● INSTRUCTIONS FOR THE TASK
Gather every line in the records below that contains the string "dirt". Case counts.

● GIVEN RECORDS

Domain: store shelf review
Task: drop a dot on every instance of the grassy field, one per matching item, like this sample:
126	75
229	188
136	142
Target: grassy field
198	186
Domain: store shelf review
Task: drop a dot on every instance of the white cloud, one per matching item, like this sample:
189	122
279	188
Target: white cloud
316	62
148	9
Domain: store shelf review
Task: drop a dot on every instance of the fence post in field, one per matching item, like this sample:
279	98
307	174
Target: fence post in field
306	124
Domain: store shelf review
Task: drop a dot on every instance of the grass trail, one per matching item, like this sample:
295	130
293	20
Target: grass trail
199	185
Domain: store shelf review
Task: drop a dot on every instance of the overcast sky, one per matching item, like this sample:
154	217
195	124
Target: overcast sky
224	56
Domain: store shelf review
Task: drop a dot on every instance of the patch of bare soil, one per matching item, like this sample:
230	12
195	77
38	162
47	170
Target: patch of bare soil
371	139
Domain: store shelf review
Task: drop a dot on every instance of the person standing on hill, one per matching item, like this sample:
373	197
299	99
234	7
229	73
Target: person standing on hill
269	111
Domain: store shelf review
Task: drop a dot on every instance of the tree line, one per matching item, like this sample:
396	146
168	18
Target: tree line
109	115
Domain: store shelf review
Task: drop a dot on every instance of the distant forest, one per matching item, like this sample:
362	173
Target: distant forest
* * *
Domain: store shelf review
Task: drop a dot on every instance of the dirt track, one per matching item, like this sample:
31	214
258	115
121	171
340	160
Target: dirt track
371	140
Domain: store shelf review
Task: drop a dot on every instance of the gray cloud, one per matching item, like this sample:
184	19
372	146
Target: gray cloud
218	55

● RESULT OF THE TASK
Task: drop a dot on every instance of the dirt track, one per matching item, like this sample:
Target: dirt track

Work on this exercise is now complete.